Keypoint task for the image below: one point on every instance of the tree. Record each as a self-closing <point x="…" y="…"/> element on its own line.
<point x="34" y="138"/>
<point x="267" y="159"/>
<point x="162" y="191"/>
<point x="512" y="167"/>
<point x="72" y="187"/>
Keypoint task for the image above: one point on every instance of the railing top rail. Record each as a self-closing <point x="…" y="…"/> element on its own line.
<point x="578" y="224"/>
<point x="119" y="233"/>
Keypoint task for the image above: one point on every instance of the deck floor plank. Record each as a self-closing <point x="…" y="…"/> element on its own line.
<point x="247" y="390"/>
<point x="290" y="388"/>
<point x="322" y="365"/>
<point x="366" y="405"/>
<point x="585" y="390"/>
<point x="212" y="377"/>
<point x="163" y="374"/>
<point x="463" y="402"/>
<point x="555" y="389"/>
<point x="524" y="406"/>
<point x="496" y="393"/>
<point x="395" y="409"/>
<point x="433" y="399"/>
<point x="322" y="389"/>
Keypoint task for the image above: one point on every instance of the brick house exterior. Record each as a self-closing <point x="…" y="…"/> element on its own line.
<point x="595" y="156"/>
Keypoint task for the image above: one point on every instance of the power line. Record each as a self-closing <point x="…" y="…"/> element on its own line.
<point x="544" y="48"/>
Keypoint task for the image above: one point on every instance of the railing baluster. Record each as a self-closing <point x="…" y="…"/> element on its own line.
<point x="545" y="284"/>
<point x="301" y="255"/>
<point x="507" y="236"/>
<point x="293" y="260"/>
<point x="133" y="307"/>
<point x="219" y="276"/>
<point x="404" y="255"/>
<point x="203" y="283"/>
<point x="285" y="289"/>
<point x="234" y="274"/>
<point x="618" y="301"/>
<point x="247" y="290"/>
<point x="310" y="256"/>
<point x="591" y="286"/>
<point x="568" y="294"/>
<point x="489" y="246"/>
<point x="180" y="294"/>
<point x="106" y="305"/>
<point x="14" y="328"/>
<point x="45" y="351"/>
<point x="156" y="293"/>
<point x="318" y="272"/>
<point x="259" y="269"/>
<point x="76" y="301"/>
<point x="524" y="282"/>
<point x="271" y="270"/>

^^^^

PROBLEM TO WORK ON
Please recast the records above as a JSON list of strings, with one string for each line and any blank lines left out.

ANSWER BELOW
[
  "Keypoint task for the image below: one point on every instance of the tree. Record each as a self-closing <point x=\"…\" y=\"…\"/> element on its own line.",
  "<point x=\"34\" y=\"138\"/>",
  "<point x=\"267\" y=\"159\"/>",
  "<point x=\"162\" y=\"191\"/>",
  "<point x=\"512\" y=\"167\"/>",
  "<point x=\"72\" y=\"187\"/>",
  "Keypoint task for the image above: one point on every instance of the railing top rail. Record each as a self-closing <point x=\"…\" y=\"…\"/> element on its own line.",
  "<point x=\"578\" y=\"224\"/>",
  "<point x=\"119\" y=\"233\"/>",
  "Keypoint task for the image above: one point on every instance of the deck floor plank. Record each as a self-closing <point x=\"…\" y=\"…\"/> element on its own line.",
  "<point x=\"247\" y=\"390\"/>",
  "<point x=\"290\" y=\"388\"/>",
  "<point x=\"322\" y=\"365\"/>",
  "<point x=\"366\" y=\"405\"/>",
  "<point x=\"585\" y=\"390\"/>",
  "<point x=\"212\" y=\"377\"/>",
  "<point x=\"163\" y=\"374\"/>",
  "<point x=\"463\" y=\"402\"/>",
  "<point x=\"555\" y=\"389\"/>",
  "<point x=\"524\" y=\"406\"/>",
  "<point x=\"496\" y=\"393\"/>",
  "<point x=\"395\" y=\"409\"/>",
  "<point x=\"433\" y=\"399\"/>",
  "<point x=\"322\" y=\"389\"/>",
  "Keypoint task for the image above: one point on every instance of the brick house exterior. Record each as a self-closing <point x=\"…\" y=\"…\"/> element on its own line.",
  "<point x=\"595\" y=\"156\"/>",
  "Keypoint task for the image above: one point on every instance of the power line. Record each as a self-closing <point x=\"…\" y=\"…\"/> element on its own line.",
  "<point x=\"544\" y=\"48\"/>",
  "Keypoint task for the image above: one point on every instance of the railing baluster. Record each as a self-closing <point x=\"…\" y=\"…\"/> element on its own line.",
  "<point x=\"545\" y=\"284\"/>",
  "<point x=\"301\" y=\"255\"/>",
  "<point x=\"507\" y=\"236\"/>",
  "<point x=\"293\" y=\"260\"/>",
  "<point x=\"133\" y=\"307\"/>",
  "<point x=\"219\" y=\"276\"/>",
  "<point x=\"404\" y=\"255\"/>",
  "<point x=\"203\" y=\"283\"/>",
  "<point x=\"285\" y=\"289\"/>",
  "<point x=\"234\" y=\"274\"/>",
  "<point x=\"618\" y=\"301\"/>",
  "<point x=\"247\" y=\"290\"/>",
  "<point x=\"310\" y=\"256\"/>",
  "<point x=\"591\" y=\"286\"/>",
  "<point x=\"568\" y=\"294\"/>",
  "<point x=\"489\" y=\"246\"/>",
  "<point x=\"180\" y=\"294\"/>",
  "<point x=\"106\" y=\"305\"/>",
  "<point x=\"14\" y=\"328\"/>",
  "<point x=\"45\" y=\"351\"/>",
  "<point x=\"156\" y=\"293\"/>",
  "<point x=\"318\" y=\"272\"/>",
  "<point x=\"259\" y=\"269\"/>",
  "<point x=\"76\" y=\"301\"/>",
  "<point x=\"524\" y=\"282\"/>",
  "<point x=\"271\" y=\"270\"/>"
]